____ PASSAGE FOR REVIEW
When To Start Meds?

// September 2nd, 2010 // Uncategorized

There is so much information about HIV and AIDS and much of it is wrong, much of it comes from people who believe HIV and AIDS was created by the government for one reason or another and then there are those who dont believe that HIV and AIDS exist at all.

Combined with all the bad information you have the good, but many times even this can be very confusing and even cause a person to doubt. Doctors don’t agree, researchers don’t agree and in all of this are the people who have HIV or AIDS. People like me who have to figure it all out.

I was homeless when I was diagnosed in April of 2008, so for me right out the gate of being told i was HIV positive it was an uphill battle. I had so much more that i was already dealing with, but with all that I was already up against I refused to be yet another Black man on some statistic list who had died from AIDS. However in order for me to avoid this, I was going to have learn all I could about my HIV diagnoses.

Right away I knew I was not going to be able to do this alone and right away I knew I would not rely on what was told to me from the place where I was diagnosed because I already had trust issues with my care and how I was treated by every single person I encountered the 11 days I was at the hospital. I will say there was one person who seemed to care and this was the head doctor at the HIV clinic, however even this was not enough to get me to trust my care and overall well being  So much had already happened and could not be undone.

It took a while before I was teamed up with a great case manager and treatment educator over at AIDS Project Los Angeles, but even this was not enough for me. Google became my best friend, when I wasn’t looking for housing or trying to get things in order for myself as far as medical care was concerned I was online trying to as much information as I could on HIV. I started going to HIV updates and understanding your labs presentations, I asked questions of my case manager, treatment educator and of my doctor.

The more I searched the more I learned the more educated I became and along the way I was able to meet some pretty amazing people who to this day are the very places I turn to for advice, guidance and support. My unwillingness to be ignorant about HIV has led me to where I am now and even with all the information and education that i have been able to gain, there is still so much more I need to know, need to learn and need to soak in and I will continue to do this, because I refuse to allow HIV lead to death and then lead to my death.

The hardest thing for me when I was diagnosed was not stigma or accepting the fact that I was HIV positive. However it was a lack of education and by this I mean education on HIV. The only person who could change that was me. It didn’t matter if I had the leading educators and doctors in the world backed with the latest and best information at my finger tips, if i was not willing to accept it, it would mean nothing.
________
____ RECORD EXTRACTS
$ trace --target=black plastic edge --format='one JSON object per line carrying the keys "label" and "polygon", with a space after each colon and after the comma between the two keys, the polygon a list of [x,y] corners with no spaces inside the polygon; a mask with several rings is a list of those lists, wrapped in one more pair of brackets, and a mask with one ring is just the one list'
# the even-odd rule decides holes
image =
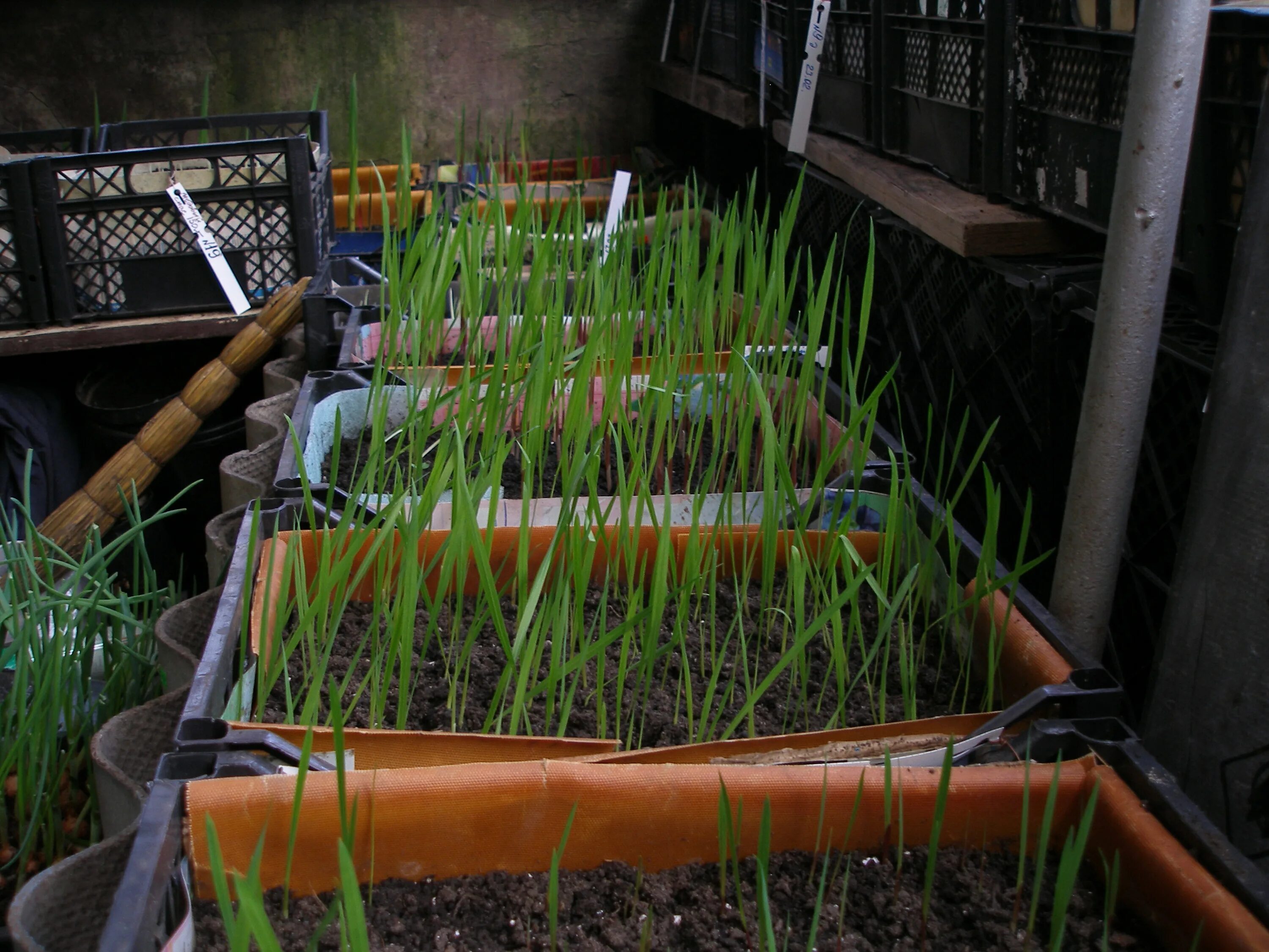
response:
{"label": "black plastic edge", "polygon": [[141,807],[137,836],[98,946],[102,952],[155,952],[181,852],[184,797],[175,782],[155,781]]}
________
BRIEF A: Reproduce the passage of the HIV post word for word, from "The more I searched" to "to my death.".
BRIEF B: Extend the post about learning about an HIV diagnosis, picking up after its final sentence.

WRITTEN ANSWER A:
The more I searched the more I learned the more educated I became and along the way I was able to meet some pretty amazing people who to this day are the very places I turn to for advice, guidance and support. My unwillingness to be ignorant about HIV has led me to where I am now and even with all the information and education that i have been able to gain, there is still so much more I need to know, need to learn and need to soak in and I will continue to do this, because I refuse to allow HIV lead to death and then lead to my death.

WRITTEN ANSWER B:
I didn’t understand how I could be sick, but not taking any meds to help me fight. Each time I asked questions it was met with “Mr. Carr you are ok and right now you dont need to worry.” To me this was bullshit and I needed to move away from anyone who was giving me this information. I needed to fully understand why I was diagnosed with HIV but was not treating the HIV.

Today I have a great doctor, a great clinic with an awesome support team at this clinic. I also still have access to my frist case manager from APLA as well as the Treatment Educator, I still have access to the most amazing nurse I have ever met and yes, GOOGLE is still my best friend. Currently I am still not on HIV meds and I fully understand why.

The other day I watched a video from someone who is newly diagnosed who says their viral load is over 100,000 with a cd4 count of a little more then 500 but what raised the red flags and sounded off so many alarms was the fact that this person said his doctor stated that he would not be starting meds until he T-Cells (cd4) fell to 300.

Right away I knew this person had no clue about their HIV diagnoses and had no clue as what the standards of care are here in the United States. Furthermore he hasn’t fully taken the initiative to educate.

The standard of care  state that the recommended treatment guidelines are as follows

500 and below it is recommended that you start HIV meds

500 and above with a viral load of 100,000 of more. It is recommmended that you start HIV meds

So if your medical professional is telling you that you should wait until your T-cell (cd4) drop below the recommended treatment guidelines then you really need to ask some question as to why they are not following the recommended treatment guideline.

Moreover you should always ask questions and make you are fully engaged in your medical care. You need to make certain that you are doing all you can to stay up to date with the latest treatment guidelines. With things like GOOGLE it makes no earthy sense for anyone not to be fully educated about HIV and AIDS.

The bottom line is this, people who are HIV positive need to be doing all they can to educate themselves about the diagnoses they have. To ignore it and half step around it, simply demonstrates the lack of respect and love you have for youself.